Exercise details
Reproduce the rows verbatim, beginning with the first row and continuing through the line that contains "[0, 0, 392, 248]", with both ends included.

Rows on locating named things
________

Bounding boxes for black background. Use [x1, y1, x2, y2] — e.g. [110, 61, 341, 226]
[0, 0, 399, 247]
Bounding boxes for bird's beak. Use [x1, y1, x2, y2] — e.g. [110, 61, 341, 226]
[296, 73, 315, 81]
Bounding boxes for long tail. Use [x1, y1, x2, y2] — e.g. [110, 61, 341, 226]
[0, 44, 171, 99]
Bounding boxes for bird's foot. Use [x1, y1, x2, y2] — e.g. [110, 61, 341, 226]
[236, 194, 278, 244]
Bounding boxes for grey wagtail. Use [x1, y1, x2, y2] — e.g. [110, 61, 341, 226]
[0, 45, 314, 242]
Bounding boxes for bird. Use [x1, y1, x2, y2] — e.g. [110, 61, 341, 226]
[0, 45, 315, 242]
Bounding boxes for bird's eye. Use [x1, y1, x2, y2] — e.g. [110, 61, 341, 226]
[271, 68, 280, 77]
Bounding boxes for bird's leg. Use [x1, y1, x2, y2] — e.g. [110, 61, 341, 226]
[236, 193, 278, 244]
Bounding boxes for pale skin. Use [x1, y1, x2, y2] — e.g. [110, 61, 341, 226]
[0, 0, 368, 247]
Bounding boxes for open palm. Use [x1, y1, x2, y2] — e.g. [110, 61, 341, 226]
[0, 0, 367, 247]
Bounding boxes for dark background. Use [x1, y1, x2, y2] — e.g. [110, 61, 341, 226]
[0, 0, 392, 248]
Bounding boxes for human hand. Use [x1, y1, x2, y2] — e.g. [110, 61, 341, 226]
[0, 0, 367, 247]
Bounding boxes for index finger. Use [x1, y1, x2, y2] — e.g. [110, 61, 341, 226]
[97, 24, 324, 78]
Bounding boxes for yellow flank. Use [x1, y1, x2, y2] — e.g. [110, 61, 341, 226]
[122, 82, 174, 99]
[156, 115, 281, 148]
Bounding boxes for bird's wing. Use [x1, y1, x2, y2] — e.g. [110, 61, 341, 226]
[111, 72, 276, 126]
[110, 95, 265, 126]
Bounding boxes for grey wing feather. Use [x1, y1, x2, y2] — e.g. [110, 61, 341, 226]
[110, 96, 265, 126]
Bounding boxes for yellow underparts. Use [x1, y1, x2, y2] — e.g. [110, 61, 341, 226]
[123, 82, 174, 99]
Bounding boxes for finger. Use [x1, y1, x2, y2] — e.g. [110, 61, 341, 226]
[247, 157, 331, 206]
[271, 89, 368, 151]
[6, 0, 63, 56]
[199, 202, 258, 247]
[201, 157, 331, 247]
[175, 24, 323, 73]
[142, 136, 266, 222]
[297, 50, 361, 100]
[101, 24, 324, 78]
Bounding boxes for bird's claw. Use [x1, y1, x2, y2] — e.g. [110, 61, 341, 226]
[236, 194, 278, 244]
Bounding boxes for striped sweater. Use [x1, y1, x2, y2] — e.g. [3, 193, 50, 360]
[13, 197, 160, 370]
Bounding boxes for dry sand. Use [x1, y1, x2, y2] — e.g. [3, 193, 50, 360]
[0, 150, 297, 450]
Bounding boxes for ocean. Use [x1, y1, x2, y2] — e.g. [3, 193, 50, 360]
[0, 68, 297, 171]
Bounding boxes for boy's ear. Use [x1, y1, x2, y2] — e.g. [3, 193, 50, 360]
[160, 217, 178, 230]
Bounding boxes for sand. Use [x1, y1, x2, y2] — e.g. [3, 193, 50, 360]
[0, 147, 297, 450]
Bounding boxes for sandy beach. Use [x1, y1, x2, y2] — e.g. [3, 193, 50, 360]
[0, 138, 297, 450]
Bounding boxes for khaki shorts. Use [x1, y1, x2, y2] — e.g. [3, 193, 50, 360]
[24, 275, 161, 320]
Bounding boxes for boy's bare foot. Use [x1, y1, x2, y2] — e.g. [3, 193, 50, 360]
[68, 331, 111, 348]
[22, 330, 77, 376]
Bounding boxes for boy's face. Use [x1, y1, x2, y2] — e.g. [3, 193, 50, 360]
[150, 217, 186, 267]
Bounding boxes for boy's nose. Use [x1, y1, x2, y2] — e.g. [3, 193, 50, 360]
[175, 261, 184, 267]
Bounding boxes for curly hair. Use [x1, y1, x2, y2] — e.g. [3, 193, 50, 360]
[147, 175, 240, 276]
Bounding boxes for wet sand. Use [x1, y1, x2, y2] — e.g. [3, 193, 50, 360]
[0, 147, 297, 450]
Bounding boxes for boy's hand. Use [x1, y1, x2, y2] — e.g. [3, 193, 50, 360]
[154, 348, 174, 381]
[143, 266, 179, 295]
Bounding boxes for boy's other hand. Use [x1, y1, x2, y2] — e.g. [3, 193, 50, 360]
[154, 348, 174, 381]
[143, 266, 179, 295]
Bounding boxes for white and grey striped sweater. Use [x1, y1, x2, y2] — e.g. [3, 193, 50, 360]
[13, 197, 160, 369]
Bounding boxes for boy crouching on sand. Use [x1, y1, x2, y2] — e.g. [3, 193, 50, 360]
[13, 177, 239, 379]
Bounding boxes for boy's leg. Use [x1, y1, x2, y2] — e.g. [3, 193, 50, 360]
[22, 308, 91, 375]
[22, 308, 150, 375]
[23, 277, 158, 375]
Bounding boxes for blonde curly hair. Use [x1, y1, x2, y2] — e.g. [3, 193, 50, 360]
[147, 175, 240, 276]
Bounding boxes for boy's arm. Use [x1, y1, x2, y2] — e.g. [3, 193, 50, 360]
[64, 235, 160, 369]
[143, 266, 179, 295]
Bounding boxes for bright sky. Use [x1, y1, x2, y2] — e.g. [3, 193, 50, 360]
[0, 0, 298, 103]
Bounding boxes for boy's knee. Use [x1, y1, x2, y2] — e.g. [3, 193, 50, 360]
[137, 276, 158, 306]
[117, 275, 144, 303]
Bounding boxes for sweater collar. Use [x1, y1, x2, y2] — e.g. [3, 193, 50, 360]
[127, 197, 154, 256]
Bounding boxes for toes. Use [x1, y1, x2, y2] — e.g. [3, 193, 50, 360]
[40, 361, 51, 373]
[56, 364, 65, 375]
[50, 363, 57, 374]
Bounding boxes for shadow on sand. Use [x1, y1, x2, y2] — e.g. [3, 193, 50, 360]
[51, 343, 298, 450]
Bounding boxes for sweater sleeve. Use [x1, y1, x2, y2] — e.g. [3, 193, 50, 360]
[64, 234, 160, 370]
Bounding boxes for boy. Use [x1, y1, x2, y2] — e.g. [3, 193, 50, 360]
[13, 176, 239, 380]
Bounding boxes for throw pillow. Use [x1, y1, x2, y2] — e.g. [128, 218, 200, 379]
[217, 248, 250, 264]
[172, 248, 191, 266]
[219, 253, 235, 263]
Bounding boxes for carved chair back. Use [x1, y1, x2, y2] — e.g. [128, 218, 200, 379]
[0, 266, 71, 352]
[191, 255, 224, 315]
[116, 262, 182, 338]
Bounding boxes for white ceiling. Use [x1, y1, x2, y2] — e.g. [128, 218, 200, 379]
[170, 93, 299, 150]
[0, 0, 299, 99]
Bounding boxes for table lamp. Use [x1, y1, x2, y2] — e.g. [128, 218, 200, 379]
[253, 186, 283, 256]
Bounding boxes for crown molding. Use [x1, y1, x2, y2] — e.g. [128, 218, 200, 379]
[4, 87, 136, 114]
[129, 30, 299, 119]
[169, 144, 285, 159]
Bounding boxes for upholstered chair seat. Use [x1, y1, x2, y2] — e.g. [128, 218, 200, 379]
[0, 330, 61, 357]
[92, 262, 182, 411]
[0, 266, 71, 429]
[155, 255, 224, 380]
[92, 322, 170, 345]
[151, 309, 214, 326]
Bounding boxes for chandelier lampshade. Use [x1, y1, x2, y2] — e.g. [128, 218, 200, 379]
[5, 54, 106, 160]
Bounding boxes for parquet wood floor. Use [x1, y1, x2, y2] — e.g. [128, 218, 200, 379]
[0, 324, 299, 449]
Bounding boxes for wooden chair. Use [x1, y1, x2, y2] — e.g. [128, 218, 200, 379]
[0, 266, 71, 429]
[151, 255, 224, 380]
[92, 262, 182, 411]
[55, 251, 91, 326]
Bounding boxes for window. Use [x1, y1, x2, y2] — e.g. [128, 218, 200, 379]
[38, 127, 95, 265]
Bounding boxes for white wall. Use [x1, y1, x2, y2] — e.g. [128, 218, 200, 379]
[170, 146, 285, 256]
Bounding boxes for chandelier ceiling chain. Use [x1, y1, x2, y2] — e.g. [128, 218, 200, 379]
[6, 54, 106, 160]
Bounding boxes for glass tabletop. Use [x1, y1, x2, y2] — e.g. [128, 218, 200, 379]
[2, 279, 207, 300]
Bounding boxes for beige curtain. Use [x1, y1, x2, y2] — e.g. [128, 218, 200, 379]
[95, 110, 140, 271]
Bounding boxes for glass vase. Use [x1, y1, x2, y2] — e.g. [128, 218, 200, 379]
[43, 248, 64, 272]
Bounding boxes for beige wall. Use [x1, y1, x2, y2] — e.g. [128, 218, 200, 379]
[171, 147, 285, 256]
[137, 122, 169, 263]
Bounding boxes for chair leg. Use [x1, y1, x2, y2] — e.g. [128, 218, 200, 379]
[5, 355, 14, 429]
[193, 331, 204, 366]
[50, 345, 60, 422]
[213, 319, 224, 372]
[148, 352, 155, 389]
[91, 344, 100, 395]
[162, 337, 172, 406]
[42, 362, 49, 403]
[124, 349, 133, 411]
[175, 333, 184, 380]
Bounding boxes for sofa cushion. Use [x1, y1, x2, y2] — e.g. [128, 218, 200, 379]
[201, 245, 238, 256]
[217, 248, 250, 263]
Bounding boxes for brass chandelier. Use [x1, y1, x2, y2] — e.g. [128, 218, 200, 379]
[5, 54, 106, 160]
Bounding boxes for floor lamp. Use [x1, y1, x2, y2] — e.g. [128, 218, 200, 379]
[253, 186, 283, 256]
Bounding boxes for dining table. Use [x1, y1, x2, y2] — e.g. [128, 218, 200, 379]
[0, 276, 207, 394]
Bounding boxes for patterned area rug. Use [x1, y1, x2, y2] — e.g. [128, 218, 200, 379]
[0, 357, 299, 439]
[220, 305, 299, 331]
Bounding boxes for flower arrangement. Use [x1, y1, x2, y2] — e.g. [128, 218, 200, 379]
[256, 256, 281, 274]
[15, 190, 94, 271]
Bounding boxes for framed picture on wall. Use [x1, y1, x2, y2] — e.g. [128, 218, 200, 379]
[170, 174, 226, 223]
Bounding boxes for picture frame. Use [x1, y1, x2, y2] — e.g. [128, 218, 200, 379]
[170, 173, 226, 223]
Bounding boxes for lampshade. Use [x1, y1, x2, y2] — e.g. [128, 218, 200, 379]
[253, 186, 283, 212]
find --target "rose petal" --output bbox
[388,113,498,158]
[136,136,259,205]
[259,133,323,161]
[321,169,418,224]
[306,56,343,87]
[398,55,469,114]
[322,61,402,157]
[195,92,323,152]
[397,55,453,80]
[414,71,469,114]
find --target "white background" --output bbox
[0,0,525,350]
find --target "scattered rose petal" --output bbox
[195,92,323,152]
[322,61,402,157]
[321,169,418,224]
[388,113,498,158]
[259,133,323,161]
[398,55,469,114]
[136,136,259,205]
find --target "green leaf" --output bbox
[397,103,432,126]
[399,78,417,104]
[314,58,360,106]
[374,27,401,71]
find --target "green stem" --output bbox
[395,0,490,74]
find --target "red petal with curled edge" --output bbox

________

Result for this task
Bounding boxes for black background. Use [x1, y1, x2, y2] — e.g. [110, 61, 341, 226]
[0, 0, 399, 247]
Bounding boxes for bird's beak. Use [x1, y1, x2, y2] — e.g. [110, 61, 341, 226]
[296, 73, 315, 81]
Bounding boxes for long tail. Use [x1, y1, x2, y2] — e.g. [110, 61, 341, 226]
[0, 44, 171, 99]
Bounding boxes for bird's foot. Use [x1, y1, x2, y2] — e.g. [110, 61, 341, 226]
[236, 194, 278, 244]
Bounding boxes for grey wagtail. Use [x1, y1, x2, y2] — e.g. [110, 61, 341, 226]
[0, 45, 314, 242]
Bounding boxes for bird. Use [x1, y1, x2, y2] — e.g. [110, 61, 341, 226]
[0, 45, 315, 242]
Bounding boxes for bird's eye. Use [x1, y1, x2, y2] — e.g. [110, 61, 341, 226]
[271, 68, 280, 77]
Bounding boxes for bird's leg. Use [x1, y1, x2, y2] — e.g. [110, 61, 341, 226]
[236, 193, 278, 244]
Bounding boxes for pale skin. Use [x1, y1, x2, y2] — e.g. [110, 61, 341, 226]
[0, 0, 368, 247]
Bounding boxes for open palm. Use [x1, y1, x2, y2] — e.g. [110, 61, 341, 226]
[0, 0, 367, 247]
Bounding boxes for dark background. Use [x1, y1, x2, y2] — e.g. [110, 61, 341, 226]
[0, 0, 392, 248]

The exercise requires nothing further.